* PROBLEMS *
1. Transcribe a passage from the PotentialCodePoint documentation below. Begin at the words "let a = PotentialCodePoint::from_char('a');" and stop after "significant 8 bits.".
2. Answer these questions using the PotentialCodePoint documentation below.
(a) How many bits wide is the numeric data type it describes?
(b) Which bits are ignored when a PotentialCodePoint is created from a u32 value?
(c) In the first group of examples, what value does to_char_lossy return for 0xDE01?

* READING PASSAGE *
_ _ _

Struct `PotentialCodePoint`

struct PotentialCodePoint(_)

A 24-bit numeric data type that is expected to be a Unicode scalar value, but is not validated as such.

Use this type instead of char when you want to deal with data that is expected to be valid Unicode scalar values, but you want control over when or if you validate that assumption.

Examples

use potential_utf::PotentialCodePoint;

assert_eq!(PotentialCodePoint::from_u24(0x68).try_to_char(), Ok('h'));
assert_eq!(PotentialCodePoint::from_char('i').try_to_char(), Ok('i'));
assert_eq!(
    PotentialCodePoint::from_u24(0x1F44B).try_to_char(),
    Ok('👋')
);

assert!(PotentialCodePoint::from_u24(0xDE01).try_to_char().is_err());
assert_eq!(
    PotentialCodePoint::from_u24(0xDE01).to_char_lossy(),
    char::REPLACEMENT_CHARACTER
);

Implementations

`impl PotentialCodePoint`

const fn from_char(c: char) -> Self

Create a PotentialCodePoint from a char.

Examples

use potential_utf::PotentialCodePoint;

let a = PotentialCodePoint::from_char('a');
assert_eq!(a.try_to_char().unwrap(), 'a');

const fn from_u24(c: u32) -> Self

Create PotentialCodePoint from a u32 value, ignoring the most significant 8 bits.

fn try_to_char(self: Self) -> Result<char, CharTryFromError>

Attempt to convert a PotentialCodePoint to a char.

_ _ _

* DATASET SECTION *
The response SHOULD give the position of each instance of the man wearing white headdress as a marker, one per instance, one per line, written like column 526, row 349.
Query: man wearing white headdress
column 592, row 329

_ _ _

* EXERCISE ANSWERS *
1.
let a = PotentialCodePoint::from_char('a');
assert_eq!(a.try_to_char().unwrap(), 'a');

const fn from_u24(c: u32) -> Self

Create PotentialCodePoint from a u32 value, ignoring the most significant 8 bits.

2.
(a) 24 bits.
(b) The most significant 8 bits.
(c) char::REPLACEMENT_CHARACTER.